Exercise brief — Please copy the part of the Single Market plenary text below word for word, starting at "Following the debate, the" and ending at "fairly across society.".

Source excerpt —

──────────────────────────────

Members' Research Service By / May 25, 2016

Single-minded about the Single Market – May II Plenary Session

Written by Clare Ferguson, The second plenary session in May will open on Wednesday afternoon with an address by His…

© Bernard Rouffignac / European Union, EP

Written by Clare Ferguson,

EP Building, Brussels
© Bernard Rouffignac / European Union, EP

The second plenary session in May will open on Wednesday afternoon with an address by His Majesty King Willem-Alexander of the Netherlands, currently holders of the presidency of the Council of the European Union. One of the EU’s highest priorities is the completion of the Single Market, and the main focus of this second plenary session in May. The incorporation of 28 national digital markets into a single entity has thus received much attention under the Netherlands presidency. The European Commission will present its new Digital Single Market strategy, aiming at removing the final barriers immediately following the formal sitting. The strategy prioritises consumer access to digital goods and services, creating the conditions for digital networks to thrive, and maximising growth potential.

Turning to the Single Market in energy provision, Members will vote on an own-initiative resolution concerning the Commission’s proposals for a ‘New Deal for Energy Consumers‘, as part of a wider debate on putting citizens at the heart of the Energy Union and tackling energy poverty. The Commission proposes to harness the power of consumers themselves to shape the European Union energy market – a market which the Commission feels is dragging its heels over transformation to renewable energies and new technologies. Indeed, the retail energy market is well-furnished with obstacles which hinder consumer control of consumption. The proposed strategy aims to empower consumers to act, make smart homes and networks a reality, and intends to pay particular attention to data management and protection. Parliament’s Industry, Research and Energy Committee welcomes the new deal, and are ready to support moves to create an energy market which benefits citizens through greater efficiency and more environmentally-friendly renewable energy. Will other Members of Parliament agree that the ‘new deal’ can deliver on empowering consumers to act against energy providers, to avoid unfair commercial practices?

Following the debate, the Commission will make a statement on energy poverty, (which can be defined as an inability to heat one’s home or pay energy bills). High energy prices and poorly insulated housing, coupled with low income levels, mean that 50-125 million people are at risk of energy poverty in Europe. Member States are responsible for identifying and protecting those at risk; however the EU may be able to design its policies to ensure that the cost of transforming the current energy market to one with greater reliance on renewables is spread fairly across society.

Still on the subject of the Single Market, later on Wednesday evening Members are due to discuss a report by the Internal Market and Consumer Protection Committee which highlighting that some non-tariff barriers persist, despite the fact that they were supposed to be removed after adoption of the Single European Act. The main reasons for the barriers to remain include a lack of implementation, inconsistent enforcement of rules, unclear definitions, as well as ‘gold-plating’ by Member States. These measures render supply chains more expensive and affect businesses and consumers alike, resulting in reduced choice, higher costs and inferior quality.

──────────────────────────────

Collected data —
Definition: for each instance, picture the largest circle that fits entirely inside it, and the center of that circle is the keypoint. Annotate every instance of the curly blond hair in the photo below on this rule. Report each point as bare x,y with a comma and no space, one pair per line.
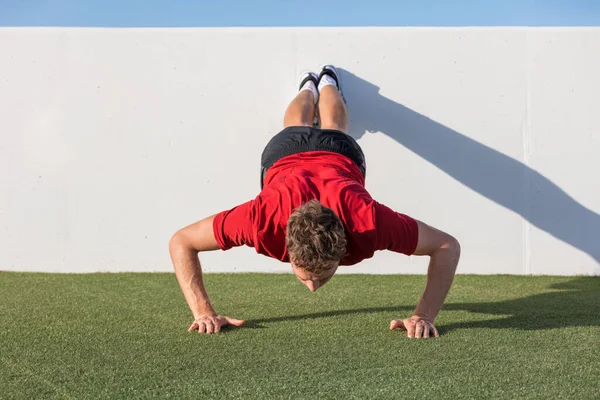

──────────────────────────────

Completed task —
Following the debate, the Commission will make a statement on energy poverty, (which can be defined as an inability to heat one’s home or pay energy bills). High energy prices and poorly insulated housing, coupled with low income levels, mean that 50-125 million people are at risk of energy poverty in Europe. Member States are responsible for identifying and protecting those at risk; however the EU may be able to design its policies to ensure that the cost of transforming the current energy market to one with greater reliance on renewables is spread fairly across society.